-- TASK TO CARRY OUT --
The lines to copy are those with "Your" in them. Pull each one from the entries below.

-- DATA IN THIS EXERCISE --
* * * * *

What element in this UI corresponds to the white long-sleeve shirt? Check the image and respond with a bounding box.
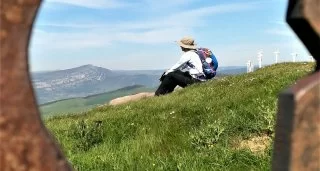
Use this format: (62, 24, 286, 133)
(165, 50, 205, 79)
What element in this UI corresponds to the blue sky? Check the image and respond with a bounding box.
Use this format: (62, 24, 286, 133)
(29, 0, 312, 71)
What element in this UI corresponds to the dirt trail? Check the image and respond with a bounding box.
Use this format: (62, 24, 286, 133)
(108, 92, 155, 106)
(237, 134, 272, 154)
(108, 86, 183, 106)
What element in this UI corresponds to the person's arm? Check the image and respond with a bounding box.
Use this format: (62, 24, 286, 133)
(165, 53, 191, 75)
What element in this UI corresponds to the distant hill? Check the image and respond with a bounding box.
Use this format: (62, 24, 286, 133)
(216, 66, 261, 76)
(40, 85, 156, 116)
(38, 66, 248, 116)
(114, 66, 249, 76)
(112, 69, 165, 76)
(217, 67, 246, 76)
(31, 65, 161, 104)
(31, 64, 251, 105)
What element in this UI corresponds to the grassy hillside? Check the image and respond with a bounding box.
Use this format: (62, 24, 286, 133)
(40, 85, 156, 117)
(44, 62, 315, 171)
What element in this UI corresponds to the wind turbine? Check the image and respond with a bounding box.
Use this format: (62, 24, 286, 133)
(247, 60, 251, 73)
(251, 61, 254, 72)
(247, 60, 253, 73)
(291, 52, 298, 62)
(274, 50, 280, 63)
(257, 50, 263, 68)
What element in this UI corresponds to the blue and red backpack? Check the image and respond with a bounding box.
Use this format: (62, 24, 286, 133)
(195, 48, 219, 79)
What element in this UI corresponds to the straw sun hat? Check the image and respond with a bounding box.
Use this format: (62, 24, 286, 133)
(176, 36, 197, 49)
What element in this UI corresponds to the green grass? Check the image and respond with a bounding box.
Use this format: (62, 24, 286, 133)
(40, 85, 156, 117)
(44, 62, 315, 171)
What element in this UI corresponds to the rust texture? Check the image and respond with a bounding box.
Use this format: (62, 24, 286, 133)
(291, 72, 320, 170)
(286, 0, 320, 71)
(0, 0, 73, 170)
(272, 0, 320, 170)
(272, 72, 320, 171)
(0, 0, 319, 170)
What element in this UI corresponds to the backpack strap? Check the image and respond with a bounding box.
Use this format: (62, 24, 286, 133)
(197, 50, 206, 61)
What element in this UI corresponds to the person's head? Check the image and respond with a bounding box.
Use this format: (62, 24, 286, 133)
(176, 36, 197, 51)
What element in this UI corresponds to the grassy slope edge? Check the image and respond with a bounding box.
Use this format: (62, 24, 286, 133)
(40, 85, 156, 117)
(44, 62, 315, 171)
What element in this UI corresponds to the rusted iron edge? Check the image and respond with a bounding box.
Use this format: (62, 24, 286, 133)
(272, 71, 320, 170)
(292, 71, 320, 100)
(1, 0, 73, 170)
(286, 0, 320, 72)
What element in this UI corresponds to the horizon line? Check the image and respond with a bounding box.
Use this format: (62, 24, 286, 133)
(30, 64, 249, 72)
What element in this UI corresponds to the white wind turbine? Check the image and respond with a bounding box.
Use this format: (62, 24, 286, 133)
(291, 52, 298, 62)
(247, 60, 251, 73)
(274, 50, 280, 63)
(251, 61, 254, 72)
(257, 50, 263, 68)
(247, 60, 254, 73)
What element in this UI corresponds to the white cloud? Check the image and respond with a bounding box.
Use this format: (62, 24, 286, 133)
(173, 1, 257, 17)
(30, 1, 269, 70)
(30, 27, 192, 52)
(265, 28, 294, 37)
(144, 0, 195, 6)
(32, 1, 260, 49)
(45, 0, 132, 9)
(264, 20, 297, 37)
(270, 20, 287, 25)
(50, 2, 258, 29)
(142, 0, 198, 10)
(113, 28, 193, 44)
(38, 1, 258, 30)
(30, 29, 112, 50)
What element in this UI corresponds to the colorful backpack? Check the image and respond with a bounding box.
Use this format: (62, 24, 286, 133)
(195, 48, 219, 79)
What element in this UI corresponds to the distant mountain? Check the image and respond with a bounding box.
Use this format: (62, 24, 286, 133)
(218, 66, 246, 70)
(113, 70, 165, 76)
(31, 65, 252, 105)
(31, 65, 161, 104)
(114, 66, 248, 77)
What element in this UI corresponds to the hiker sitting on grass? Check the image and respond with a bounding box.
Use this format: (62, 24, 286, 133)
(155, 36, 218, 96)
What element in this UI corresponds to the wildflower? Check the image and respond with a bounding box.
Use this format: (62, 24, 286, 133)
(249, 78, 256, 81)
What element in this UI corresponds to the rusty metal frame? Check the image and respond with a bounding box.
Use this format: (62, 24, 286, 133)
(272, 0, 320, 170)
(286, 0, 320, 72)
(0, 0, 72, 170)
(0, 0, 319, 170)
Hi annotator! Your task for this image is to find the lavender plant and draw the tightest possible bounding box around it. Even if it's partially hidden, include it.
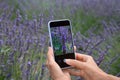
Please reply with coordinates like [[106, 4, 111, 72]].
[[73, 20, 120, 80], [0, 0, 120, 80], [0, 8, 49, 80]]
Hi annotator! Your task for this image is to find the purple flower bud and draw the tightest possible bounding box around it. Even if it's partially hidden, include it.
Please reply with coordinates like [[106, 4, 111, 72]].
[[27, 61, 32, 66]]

* * * * *

-- RESPONSE TO THE EXERCISE --
Hi annotator! Your task for this image is to find the lavender plant and draw the tightest possible bounding box around it. Even if it's partially hidden, include it.
Hi annotator! Your task for this image is to find the purple flower bud and draw the tightest possible bounding box around it. Even if it's partially hidden, include it.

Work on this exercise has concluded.